**Stored dataset items**.

————————

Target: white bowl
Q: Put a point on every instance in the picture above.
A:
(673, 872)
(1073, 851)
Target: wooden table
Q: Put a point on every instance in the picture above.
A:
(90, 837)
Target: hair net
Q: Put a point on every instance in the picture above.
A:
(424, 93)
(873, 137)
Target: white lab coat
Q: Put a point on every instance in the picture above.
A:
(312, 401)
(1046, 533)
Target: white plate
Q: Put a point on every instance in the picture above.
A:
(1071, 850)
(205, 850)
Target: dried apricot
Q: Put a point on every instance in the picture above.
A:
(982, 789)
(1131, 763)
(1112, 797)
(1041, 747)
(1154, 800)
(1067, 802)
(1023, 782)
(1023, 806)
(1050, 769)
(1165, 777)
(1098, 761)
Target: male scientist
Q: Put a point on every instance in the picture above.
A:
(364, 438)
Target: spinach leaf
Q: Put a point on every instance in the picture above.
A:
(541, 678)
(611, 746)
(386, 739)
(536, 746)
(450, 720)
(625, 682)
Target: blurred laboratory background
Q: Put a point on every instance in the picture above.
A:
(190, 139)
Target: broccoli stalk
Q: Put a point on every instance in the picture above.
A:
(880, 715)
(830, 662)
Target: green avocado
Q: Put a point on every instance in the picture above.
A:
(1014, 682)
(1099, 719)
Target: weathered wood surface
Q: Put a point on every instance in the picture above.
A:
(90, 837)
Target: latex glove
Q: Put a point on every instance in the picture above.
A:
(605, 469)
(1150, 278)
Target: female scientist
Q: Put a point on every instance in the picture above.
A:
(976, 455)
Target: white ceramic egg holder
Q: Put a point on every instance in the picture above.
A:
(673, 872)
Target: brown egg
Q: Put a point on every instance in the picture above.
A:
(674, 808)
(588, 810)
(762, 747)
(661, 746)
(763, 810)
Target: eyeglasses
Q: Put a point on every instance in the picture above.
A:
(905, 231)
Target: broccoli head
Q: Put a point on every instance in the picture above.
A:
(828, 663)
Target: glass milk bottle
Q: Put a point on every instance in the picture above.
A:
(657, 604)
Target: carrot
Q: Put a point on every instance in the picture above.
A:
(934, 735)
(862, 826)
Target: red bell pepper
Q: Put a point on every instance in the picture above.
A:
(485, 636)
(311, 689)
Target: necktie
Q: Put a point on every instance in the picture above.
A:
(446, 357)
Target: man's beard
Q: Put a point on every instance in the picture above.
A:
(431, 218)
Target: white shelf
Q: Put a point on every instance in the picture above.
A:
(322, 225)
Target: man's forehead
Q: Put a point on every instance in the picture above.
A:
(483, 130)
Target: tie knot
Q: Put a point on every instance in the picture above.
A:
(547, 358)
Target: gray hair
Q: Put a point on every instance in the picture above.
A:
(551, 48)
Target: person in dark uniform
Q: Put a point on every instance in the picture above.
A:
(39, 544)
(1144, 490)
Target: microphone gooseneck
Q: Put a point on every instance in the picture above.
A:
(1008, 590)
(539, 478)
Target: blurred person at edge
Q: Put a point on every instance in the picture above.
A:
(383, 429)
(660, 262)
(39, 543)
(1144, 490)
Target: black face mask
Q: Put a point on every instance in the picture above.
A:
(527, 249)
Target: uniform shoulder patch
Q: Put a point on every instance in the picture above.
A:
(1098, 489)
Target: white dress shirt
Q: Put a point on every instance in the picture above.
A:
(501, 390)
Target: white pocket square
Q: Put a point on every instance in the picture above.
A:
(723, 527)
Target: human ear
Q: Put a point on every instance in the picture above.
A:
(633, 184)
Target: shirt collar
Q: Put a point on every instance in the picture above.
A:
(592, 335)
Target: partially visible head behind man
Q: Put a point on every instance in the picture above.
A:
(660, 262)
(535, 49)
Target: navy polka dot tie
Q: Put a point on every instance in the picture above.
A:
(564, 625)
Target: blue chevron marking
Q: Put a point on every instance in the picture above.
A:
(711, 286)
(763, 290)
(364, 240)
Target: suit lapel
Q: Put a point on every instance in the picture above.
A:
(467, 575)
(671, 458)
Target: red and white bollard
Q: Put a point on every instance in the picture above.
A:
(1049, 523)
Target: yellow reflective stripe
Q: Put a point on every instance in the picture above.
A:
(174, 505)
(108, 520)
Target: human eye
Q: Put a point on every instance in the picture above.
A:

————————

**Aim of the task**. Go through the records above and set each one down exactly, please.

**Output of the exercise**.
Target: white bowl
Q: Put a point on every instance in the picture above.
A:
(673, 872)
(1073, 851)
Target: wooden table
Q: Put a point on every instance in the picture above.
A:
(90, 837)
Target: hair net
Q: Put a point on every instance in the picture above.
A:
(424, 93)
(873, 137)
Target: white lab coat
Q: Put a point on every instance in the picture above.
A:
(312, 401)
(1046, 533)
Target: white plate
Q: Put a point on every instance in the picture above.
A:
(1071, 850)
(205, 850)
Target: dried apricot
Q: Put a point on every instance in the picture above.
A:
(982, 789)
(1131, 763)
(1112, 797)
(1041, 747)
(1154, 800)
(1067, 802)
(1023, 782)
(1023, 806)
(1050, 769)
(1165, 777)
(1098, 761)
Target: male scientist
Q: Put a point on every instance in the picture above.
A:
(364, 438)
Target: spinach leaf
Q: Put a point on every instance in the picture above.
A:
(541, 678)
(611, 746)
(386, 739)
(536, 746)
(450, 720)
(625, 682)
Target: blurred laboratory background
Q: Put a point on every instance in the picture above.
A:
(190, 139)
Target: broccoli stalk
Q: Put a point on every instance in the picture above.
A:
(880, 715)
(830, 662)
Target: green avocado
Q: Put a point on every instance in the picture above.
A:
(1014, 682)
(1099, 719)
Target: weathered wood surface
Q: Put a point on every instance in the picture above.
A:
(90, 837)
Target: latex glove
Q: Put a point on every instance in the picture above.
A:
(605, 469)
(1150, 278)
Target: female scientist
Q: Put a point on every instance in the picture above.
A:
(976, 455)
Target: white ceramic egg holder
Q: Put a point on every instance in the picture above.
A:
(673, 872)
Target: brown egg
Q: Put a point on every instance in the picture above.
A:
(674, 808)
(588, 810)
(762, 747)
(661, 746)
(763, 810)
Target: eyeglasses
Q: Put a point on every instance in the picture above.
A:
(905, 231)
Target: broccoli head
Q: Put a point on every instance in the picture above.
A:
(828, 663)
Target: glass milk bottle
Q: Put a point on every instance in the picture above.
A:
(657, 604)
Target: carrot
Q: Put a point on every instance in the picture above.
A:
(934, 735)
(862, 826)
Target: red bell pepper
Q: Put a point on every instance in the picture above.
A:
(485, 636)
(311, 689)
Target: necktie
Q: Put a point on every instance in the picture above.
A:
(446, 357)
Target: man's beard
Q: Put a point on every instance in the picture above.
A:
(431, 218)
Target: white shelf
Q: Put a point on every instance in the picture above.
A:
(322, 225)
Target: man's forehead
Q: Put a point on every instance in the picture above.
A:
(483, 130)
Target: tie knot
Q: Put a point on every instance in the picture above.
A:
(547, 358)
Target: gray hair
Q: Put a point on every instance in the picture above.
A:
(551, 48)
Target: person in dark uniform
Q: Put a point on every instance in the picture above.
A:
(39, 544)
(1144, 490)
Target: microphone gooseneck
Q: Put a point on every instance in the picture above.
A:
(1008, 590)
(539, 478)
Target: blurred person at edge
Q: Put a point on every instance in the picture above.
A:
(383, 429)
(660, 262)
(39, 543)
(1144, 490)
Target: black face mask
Q: Put a point on every instance in the picture above.
A:
(527, 249)
Target: uniform shoulder patch
Q: Put a point on every instance in the picture above.
A:
(1098, 489)
Target: white dress shirt
Q: Put a point on every instance in the picture above.
A:
(501, 390)
Target: white pocket square
Q: Put a point on every instance in the picture above.
A:
(723, 527)
Target: human ear
Q: Put a point on every instance in the picture above.
A:
(633, 184)
Target: shirt collar
Q: Put a point on every instance in the picture above.
A:
(592, 335)
Target: partially visible head behind man
Q: Put a point on every instance in the picture above.
A:
(660, 262)
(535, 49)
Target: navy polka dot tie
Q: Put a point on every instance in the picture above.
A:
(564, 625)
Target: blue chevron marking
Q: Put a point on every instance in the picture above.
A:
(711, 286)
(763, 290)
(364, 240)
Target: suit lapel
Q: Put a point on every instance in the picture above.
A:
(467, 575)
(671, 458)
Target: red and white bollard
Q: Put a point on every instance in the picture above.
A:
(1049, 523)
Target: yellow reflective stripe
Q: Put a point on every instance in the picture above.
A:
(174, 505)
(108, 520)
Target: human eye
Q: Put a point on every instance in the picture above.
A:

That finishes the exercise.